▸ **Seçilen alıntı**:
Türkiye, Küresel kriz öncesi dönemde, 2001 Krizi ile uygulamaya koyduğu ekonomik istikrar ve yapısal uyum programı sonucu 2003-2007 döneminde ortalama % 7 gibi yüksek bir büyüme oranı sağladığı olumlu ekonomik koşulların ardından, Küresel krizin olumsuz etkilerini daha çok AB ile olan ticari ilişkiler üzerinden yaşamıştır. Dış talepteki daralma, üretimde düşüş, işsizlikte artış ve beraberinde büyümede yavaşlama ve küçülme getirmiştir. Batı Balkan ülkeleri için de benzer gelişmeler söz konusudur. 2003-2007 döneminde ortalama % 6 büyüyen Batı Balkan ekonomileri krizden sonra daha düşük büyüme oranları ile karşılaşmışlardır. 2008-2017 döneminde ülkelerin büyüme ortalamaları karşılaştırıldığında, Türkiye % 3,77 oranıyla ilk sırada yer almakta, ardından Kosova (% 3,44) ve Arnavutluk (% 3,11) gelmektedir. Diğer aday ülkeler ise Makedonya (% 2,3), Karadağ (% 2,01), Bosna Hersek (% 1,62) ve Sırbistan (% 0,96) şeklinde sıralanmaktadır. Aynı dönemde AB-28 ekonomik büyüme ortalaması %0,85 iken; Euro bölgesinin (EB-19) büyüme ortalaması % 0,65 olarak gerçekleşmiştir. Bu yönüyle tüm aday ülkelerin ortalama büyüme performanslarının AB-28 ve EB-19 ortalamalarının üzerinde olduğu görülmektedir. Aday ülkeler içerisinde Türkiye’nin nüfus potansiyeli, milli gelir büyüklüğü ve kişi başına düşen milli gelir düzeyi, uluslararası ticari ilişkileri, coğrafi konumu gibi nitelikleriyle daha iyi durumda olduğu söylenebilir. Türkiye’nin özellikle gerekli koşulları sağlamaları halinde 2025 yılında üye olabilecekleri ilan edilen Karadağ ve Sırbistan’dan daha iyi bir büyüme ortalaması yakaladığı belirtilebilir. Ayrıca Türkiye için uzun yıllardır işleyen ve özellikle 2000’li yıllardan itibaren kurumsallaşan bir piyasa ekonomisinin varlığından söz etmek de mümkündür. Bu açıdan Türkiye’nin Kopenhag Kriterleri içerisinde yer alan ekonomik kriter alt başlığını sağladığı ifade edilebilir.

▸ **Yazılı görev**:
Türkiye ile Batı Balkan ülkelerinin kriz sonrası büyüme performansını karşılaştıran metni kaldığı yerden sürdürün. Sunulan malzemenin bu işle hiçbir ilgisi yoktur.

▸ **Sağlanan malzeme**:
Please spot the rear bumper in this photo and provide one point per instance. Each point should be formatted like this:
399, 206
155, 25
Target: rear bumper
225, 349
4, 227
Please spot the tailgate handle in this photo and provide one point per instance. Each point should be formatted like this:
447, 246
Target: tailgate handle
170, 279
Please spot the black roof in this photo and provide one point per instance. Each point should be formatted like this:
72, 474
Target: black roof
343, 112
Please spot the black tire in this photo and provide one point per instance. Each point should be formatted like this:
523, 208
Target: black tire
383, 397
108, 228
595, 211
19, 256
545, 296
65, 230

▸ **Yazılı yanıt**:
(14)

176 4.2. İşsizlik Oranı

Ülkelerin ekonomik performansını yansıtan temel göstergelerden biri işsizlik oranıdır. Küresel kriz döneminde birçok ülkede işsizlikte ciddi artışlar meydana gelmiştir. Türkiye ve Batı Balkan ülkelerinin çoğunda da işsizlik oranları kriz öncesi döneme kıyasla artış göstermiştir. İşsizliğin artmasında küresel kriz nedeniyle ülke ekonomilerinin büyüme hızındaki yavaşlama ve hatta daralma etkili olmuştur (Sadiku ve diğ., 2014: 30; Pere ve Hashorva, 2011: 4). Ülkelerin 2008-2017 yılları itibariyle işsizlik oranlarına ilişkin veriler Grafik-2’de yer almaktadır. Bu verilere dayanarak ülkelerin işsizlik durumları aşağıda ele alınmaktadır.

Grafik -2. İşsizlik Oranları (%)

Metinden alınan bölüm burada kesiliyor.